>>
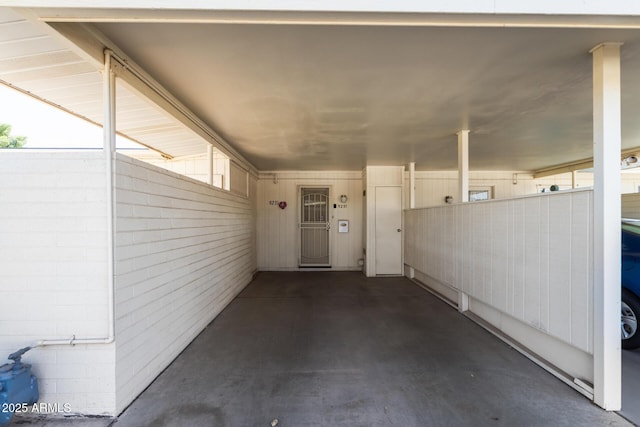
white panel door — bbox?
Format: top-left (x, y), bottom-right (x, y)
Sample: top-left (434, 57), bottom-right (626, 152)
top-left (375, 186), bottom-right (402, 275)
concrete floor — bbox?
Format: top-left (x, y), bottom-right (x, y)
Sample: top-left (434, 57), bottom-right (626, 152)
top-left (11, 271), bottom-right (632, 426)
top-left (622, 348), bottom-right (640, 424)
top-left (110, 271), bottom-right (629, 427)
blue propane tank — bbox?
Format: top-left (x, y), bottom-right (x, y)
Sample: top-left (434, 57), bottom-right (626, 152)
top-left (0, 347), bottom-right (39, 426)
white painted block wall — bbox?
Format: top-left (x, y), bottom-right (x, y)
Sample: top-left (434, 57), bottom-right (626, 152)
top-left (406, 170), bottom-right (640, 209)
top-left (622, 193), bottom-right (640, 218)
top-left (113, 154), bottom-right (256, 412)
top-left (405, 190), bottom-right (594, 382)
top-left (405, 171), bottom-right (585, 208)
top-left (256, 171), bottom-right (362, 270)
top-left (0, 152), bottom-right (115, 415)
top-left (141, 153), bottom-right (226, 188)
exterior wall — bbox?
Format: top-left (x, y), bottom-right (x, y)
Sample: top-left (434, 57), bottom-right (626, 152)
top-left (536, 172), bottom-right (640, 194)
top-left (0, 152), bottom-right (115, 415)
top-left (229, 161), bottom-right (248, 196)
top-left (405, 189), bottom-right (595, 383)
top-left (256, 171), bottom-right (363, 270)
top-left (141, 152), bottom-right (227, 188)
top-left (622, 193), bottom-right (640, 219)
top-left (405, 171), bottom-right (592, 209)
top-left (621, 173), bottom-right (640, 194)
top-left (113, 154), bottom-right (256, 412)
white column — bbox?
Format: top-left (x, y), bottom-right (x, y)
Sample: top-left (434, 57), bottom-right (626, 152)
top-left (458, 130), bottom-right (470, 203)
top-left (207, 145), bottom-right (214, 185)
top-left (408, 162), bottom-right (416, 279)
top-left (409, 162), bottom-right (416, 209)
top-left (457, 130), bottom-right (470, 311)
top-left (572, 170), bottom-right (578, 189)
top-left (103, 52), bottom-right (116, 153)
top-left (103, 50), bottom-right (116, 342)
top-left (591, 42), bottom-right (622, 410)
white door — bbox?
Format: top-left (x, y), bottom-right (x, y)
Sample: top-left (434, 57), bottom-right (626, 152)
top-left (300, 187), bottom-right (330, 266)
top-left (375, 186), bottom-right (402, 275)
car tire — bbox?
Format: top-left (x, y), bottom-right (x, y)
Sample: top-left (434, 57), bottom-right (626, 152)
top-left (622, 288), bottom-right (640, 350)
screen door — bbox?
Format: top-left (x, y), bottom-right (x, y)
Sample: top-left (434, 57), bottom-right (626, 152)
top-left (300, 187), bottom-right (330, 266)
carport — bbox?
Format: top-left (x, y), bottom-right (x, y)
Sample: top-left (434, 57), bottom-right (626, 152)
top-left (114, 272), bottom-right (627, 426)
top-left (0, 1), bottom-right (637, 422)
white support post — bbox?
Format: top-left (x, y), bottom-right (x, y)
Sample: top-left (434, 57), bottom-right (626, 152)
top-left (458, 130), bottom-right (470, 203)
top-left (409, 162), bottom-right (416, 209)
top-left (103, 53), bottom-right (116, 154)
top-left (408, 162), bottom-right (416, 279)
top-left (591, 42), bottom-right (622, 410)
top-left (102, 49), bottom-right (116, 343)
top-left (207, 145), bottom-right (214, 186)
top-left (457, 130), bottom-right (470, 311)
top-left (36, 49), bottom-right (117, 347)
top-left (572, 170), bottom-right (578, 189)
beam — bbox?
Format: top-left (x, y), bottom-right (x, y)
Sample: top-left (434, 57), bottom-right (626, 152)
top-left (16, 5), bottom-right (640, 29)
top-left (533, 146), bottom-right (640, 179)
top-left (591, 42), bottom-right (622, 410)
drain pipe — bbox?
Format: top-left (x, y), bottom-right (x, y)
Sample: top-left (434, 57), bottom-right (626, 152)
top-left (31, 48), bottom-right (116, 349)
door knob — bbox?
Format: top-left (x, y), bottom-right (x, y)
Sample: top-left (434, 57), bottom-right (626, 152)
top-left (397, 228), bottom-right (402, 232)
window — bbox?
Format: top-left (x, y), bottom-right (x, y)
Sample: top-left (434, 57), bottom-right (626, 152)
top-left (469, 186), bottom-right (494, 202)
top-left (469, 190), bottom-right (489, 202)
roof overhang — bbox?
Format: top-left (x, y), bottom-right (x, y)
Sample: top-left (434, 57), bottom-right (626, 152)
top-left (4, 3), bottom-right (640, 171)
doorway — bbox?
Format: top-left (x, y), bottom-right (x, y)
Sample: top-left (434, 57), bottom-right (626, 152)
top-left (300, 187), bottom-right (330, 267)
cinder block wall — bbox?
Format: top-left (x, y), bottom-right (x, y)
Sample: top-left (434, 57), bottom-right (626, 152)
top-left (0, 152), bottom-right (116, 415)
top-left (622, 193), bottom-right (640, 219)
top-left (113, 155), bottom-right (257, 412)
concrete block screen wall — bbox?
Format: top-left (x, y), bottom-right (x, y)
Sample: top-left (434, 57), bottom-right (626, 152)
top-left (113, 155), bottom-right (257, 412)
top-left (0, 152), bottom-right (115, 413)
top-left (0, 152), bottom-right (257, 416)
top-left (622, 193), bottom-right (640, 218)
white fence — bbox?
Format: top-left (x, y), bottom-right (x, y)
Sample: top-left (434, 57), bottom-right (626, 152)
top-left (405, 190), bottom-right (594, 358)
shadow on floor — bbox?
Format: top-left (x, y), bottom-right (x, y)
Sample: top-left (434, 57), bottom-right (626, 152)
top-left (621, 349), bottom-right (640, 425)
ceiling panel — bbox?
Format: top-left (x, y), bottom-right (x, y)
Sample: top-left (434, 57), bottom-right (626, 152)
top-left (93, 22), bottom-right (640, 171)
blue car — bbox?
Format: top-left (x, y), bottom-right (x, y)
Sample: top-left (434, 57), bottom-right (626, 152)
top-left (622, 220), bottom-right (640, 350)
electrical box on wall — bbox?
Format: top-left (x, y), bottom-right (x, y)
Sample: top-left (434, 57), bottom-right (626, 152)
top-left (338, 220), bottom-right (349, 233)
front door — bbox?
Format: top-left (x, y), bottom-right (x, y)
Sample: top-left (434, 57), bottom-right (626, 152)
top-left (300, 187), bottom-right (330, 267)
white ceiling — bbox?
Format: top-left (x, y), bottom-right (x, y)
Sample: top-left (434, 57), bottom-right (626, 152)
top-left (5, 5), bottom-right (640, 171)
top-left (91, 23), bottom-right (640, 171)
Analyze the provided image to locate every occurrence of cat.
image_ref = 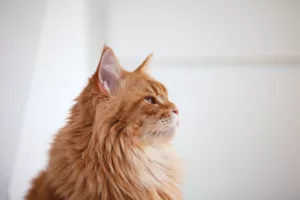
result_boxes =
[25,46,183,200]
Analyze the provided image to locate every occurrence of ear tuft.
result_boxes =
[97,47,123,95]
[134,53,154,73]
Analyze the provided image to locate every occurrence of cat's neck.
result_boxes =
[86,121,182,199]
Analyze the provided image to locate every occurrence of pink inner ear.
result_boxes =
[98,48,121,94]
[99,67,119,94]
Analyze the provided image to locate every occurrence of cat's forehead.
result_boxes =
[145,79,167,96]
[125,73,168,96]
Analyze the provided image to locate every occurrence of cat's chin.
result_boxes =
[167,125,179,139]
[170,125,179,135]
[152,125,179,144]
[139,116,179,143]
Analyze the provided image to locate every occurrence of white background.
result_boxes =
[1,1,300,200]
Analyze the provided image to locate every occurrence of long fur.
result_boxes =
[25,47,182,200]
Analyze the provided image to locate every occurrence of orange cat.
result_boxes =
[25,46,182,200]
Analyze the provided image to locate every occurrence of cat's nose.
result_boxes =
[172,108,179,115]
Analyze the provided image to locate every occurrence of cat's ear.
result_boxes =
[97,46,124,95]
[134,53,153,73]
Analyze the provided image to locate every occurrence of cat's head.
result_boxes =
[93,46,179,144]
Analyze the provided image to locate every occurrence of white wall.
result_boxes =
[106,1,300,199]
[9,1,107,199]
[151,66,300,200]
[0,1,47,199]
[106,0,300,63]
[5,1,300,200]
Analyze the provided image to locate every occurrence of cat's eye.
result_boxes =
[144,96,156,104]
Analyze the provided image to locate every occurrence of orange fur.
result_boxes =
[25,46,183,200]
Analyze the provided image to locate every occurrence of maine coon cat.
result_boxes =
[25,46,182,200]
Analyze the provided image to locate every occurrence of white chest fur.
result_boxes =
[137,145,180,188]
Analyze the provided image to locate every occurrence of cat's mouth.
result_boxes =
[153,115,179,139]
[160,113,179,130]
[139,114,179,143]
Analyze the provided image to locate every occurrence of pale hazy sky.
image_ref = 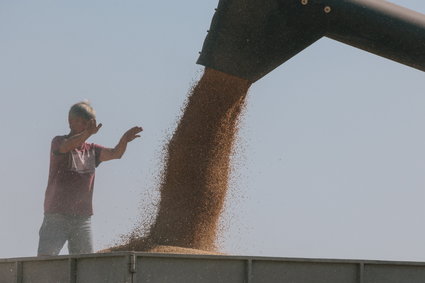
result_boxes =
[1,1,425,261]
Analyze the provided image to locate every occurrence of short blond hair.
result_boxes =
[69,101,96,120]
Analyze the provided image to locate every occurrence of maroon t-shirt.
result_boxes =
[43,135,104,216]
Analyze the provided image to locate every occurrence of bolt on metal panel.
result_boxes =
[0,262,16,283]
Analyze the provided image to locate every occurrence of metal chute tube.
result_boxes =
[323,0,425,73]
[197,0,425,82]
[197,0,327,82]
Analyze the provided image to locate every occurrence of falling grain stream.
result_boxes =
[113,68,251,253]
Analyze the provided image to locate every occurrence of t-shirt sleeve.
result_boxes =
[94,144,105,167]
[51,136,66,155]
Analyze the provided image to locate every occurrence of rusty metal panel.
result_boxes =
[134,255,246,283]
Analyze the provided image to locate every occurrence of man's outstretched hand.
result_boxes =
[122,126,143,143]
[98,126,143,162]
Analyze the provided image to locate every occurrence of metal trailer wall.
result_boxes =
[1,252,425,283]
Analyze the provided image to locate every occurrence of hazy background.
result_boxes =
[1,0,425,261]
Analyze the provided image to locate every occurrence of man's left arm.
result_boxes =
[99,126,143,162]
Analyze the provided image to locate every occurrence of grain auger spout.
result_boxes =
[197,0,425,82]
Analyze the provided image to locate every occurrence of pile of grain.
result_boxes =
[113,68,251,253]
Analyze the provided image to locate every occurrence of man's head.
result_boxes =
[68,101,96,134]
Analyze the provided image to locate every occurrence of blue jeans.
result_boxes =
[37,213,93,256]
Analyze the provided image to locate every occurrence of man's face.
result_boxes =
[69,116,89,134]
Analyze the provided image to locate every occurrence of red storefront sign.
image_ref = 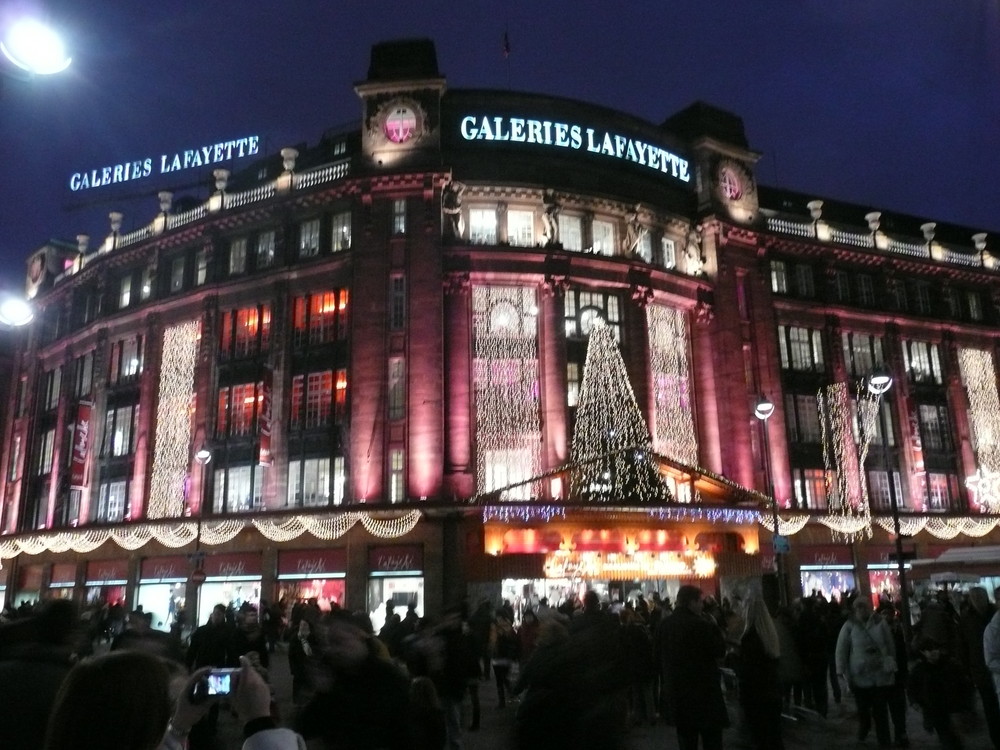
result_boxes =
[796,545,854,567]
[139,556,189,582]
[50,563,77,586]
[203,552,262,579]
[85,559,129,584]
[369,545,423,574]
[277,549,348,578]
[258,367,273,466]
[70,401,93,489]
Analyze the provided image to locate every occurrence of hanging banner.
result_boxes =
[258,367,273,466]
[369,544,423,574]
[70,401,93,489]
[277,549,348,579]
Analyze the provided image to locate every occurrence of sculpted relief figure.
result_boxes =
[623,204,648,259]
[684,227,704,275]
[542,189,561,247]
[442,179,466,239]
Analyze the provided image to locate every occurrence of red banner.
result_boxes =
[50,563,77,585]
[278,549,348,577]
[85,559,129,584]
[70,401,93,489]
[258,367,273,466]
[369,544,423,573]
[203,552,262,579]
[140,556,189,581]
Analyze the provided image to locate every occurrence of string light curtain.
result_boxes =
[148,320,200,518]
[647,304,698,465]
[958,347,1000,512]
[818,382,875,539]
[472,286,542,499]
[569,320,671,503]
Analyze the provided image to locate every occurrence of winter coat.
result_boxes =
[836,614,896,688]
[985,609,1000,701]
[658,607,729,729]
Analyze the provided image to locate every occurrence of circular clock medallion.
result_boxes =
[719,166,743,201]
[384,105,418,143]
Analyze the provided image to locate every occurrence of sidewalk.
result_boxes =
[219,647,991,749]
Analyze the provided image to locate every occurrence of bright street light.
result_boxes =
[1,18,71,76]
[0,295,33,327]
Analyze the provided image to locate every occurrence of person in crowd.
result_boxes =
[836,597,896,748]
[908,635,973,750]
[985,591,1000,722]
[620,607,656,727]
[233,607,270,669]
[112,609,181,662]
[0,599,81,750]
[512,617,572,749]
[959,587,1000,749]
[823,596,848,706]
[774,605,804,714]
[44,650,303,750]
[658,585,728,750]
[489,612,519,708]
[297,610,412,749]
[288,618,321,705]
[795,597,829,718]
[186,603,237,749]
[409,676,446,750]
[879,604,910,748]
[517,608,540,667]
[737,597,783,750]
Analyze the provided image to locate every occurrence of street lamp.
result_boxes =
[754,394,787,607]
[1,17,72,76]
[0,295,33,327]
[867,371,912,640]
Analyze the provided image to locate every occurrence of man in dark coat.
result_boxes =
[185,603,236,749]
[658,585,729,750]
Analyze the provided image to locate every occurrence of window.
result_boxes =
[15,376,27,418]
[912,282,932,315]
[469,209,497,245]
[636,231,653,262]
[785,394,821,443]
[559,215,583,251]
[918,404,952,452]
[388,359,405,421]
[392,199,406,235]
[335,369,348,422]
[216,382,259,437]
[833,271,851,303]
[288,458,331,507]
[856,275,875,307]
[256,230,275,268]
[927,473,959,511]
[290,372,333,429]
[777,325,824,372]
[661,237,676,269]
[869,400,896,447]
[140,267,154,301]
[567,362,580,407]
[389,276,406,331]
[889,278,907,311]
[507,210,534,247]
[102,404,138,457]
[96,480,127,523]
[109,336,143,385]
[119,276,132,309]
[902,340,943,385]
[42,367,62,410]
[221,306,271,359]
[292,292,346,348]
[841,332,884,379]
[36,429,55,476]
[791,468,827,509]
[592,219,615,255]
[170,256,185,293]
[195,248,209,286]
[770,261,788,294]
[212,464,263,513]
[229,238,248,275]
[389,449,405,504]
[7,434,20,481]
[299,218,320,258]
[868,470,905,511]
[331,211,351,251]
[968,291,984,321]
[794,265,815,297]
[564,290,621,340]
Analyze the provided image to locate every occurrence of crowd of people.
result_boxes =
[3,585,1000,749]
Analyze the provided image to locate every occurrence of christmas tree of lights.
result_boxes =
[569,320,672,503]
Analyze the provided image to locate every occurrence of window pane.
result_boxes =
[559,215,582,251]
[507,210,534,247]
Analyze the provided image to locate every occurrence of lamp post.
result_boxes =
[1,17,71,76]
[867,372,912,640]
[755,395,787,607]
[0,295,33,327]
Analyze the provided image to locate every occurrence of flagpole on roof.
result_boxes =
[502,28,511,89]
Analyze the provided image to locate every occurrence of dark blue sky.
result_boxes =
[1,2,998,290]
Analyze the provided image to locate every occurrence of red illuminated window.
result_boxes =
[221,306,271,359]
[335,369,347,422]
[216,382,260,437]
[290,371,333,429]
[293,291,348,348]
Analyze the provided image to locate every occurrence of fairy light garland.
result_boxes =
[647,305,698,465]
[472,286,542,498]
[958,348,1000,511]
[148,320,200,518]
[359,511,421,538]
[818,383,873,540]
[569,320,671,504]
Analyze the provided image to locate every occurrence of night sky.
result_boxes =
[1,2,998,292]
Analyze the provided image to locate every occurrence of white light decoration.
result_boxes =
[873,515,928,537]
[569,320,671,503]
[200,519,247,545]
[148,320,200,518]
[647,305,698,465]
[473,286,542,497]
[958,348,1000,511]
[359,511,421,538]
[818,383,874,539]
[759,514,810,536]
[543,550,716,580]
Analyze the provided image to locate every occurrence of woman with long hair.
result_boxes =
[738,596,784,750]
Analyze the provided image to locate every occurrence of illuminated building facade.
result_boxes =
[2,39,999,625]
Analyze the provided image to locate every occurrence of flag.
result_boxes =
[502,31,511,59]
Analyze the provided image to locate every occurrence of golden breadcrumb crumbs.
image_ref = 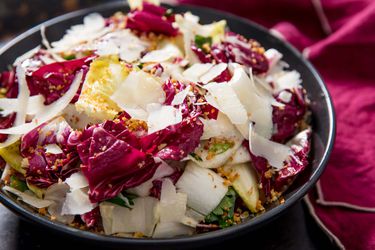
<<
Directions for this task: Repeat only the lines between the start of the data and the line with "blue propane tank — bbox?", including those two lines, and skip the pictures.

Written answer:
white panel door — bbox?
Format: top-left (x, y), bottom-right (x, y)
Sample: top-left (434, 57), bottom-right (626, 152)
top-left (375, 186), bottom-right (402, 275)
concrete floor — bbox?
Format: top-left (x, y), bottom-right (x, y)
Sample: top-left (434, 57), bottom-right (626, 152)
top-left (11, 271), bottom-right (632, 426)
top-left (622, 348), bottom-right (640, 424)
top-left (110, 271), bottom-right (629, 427)
blue propane tank — bbox?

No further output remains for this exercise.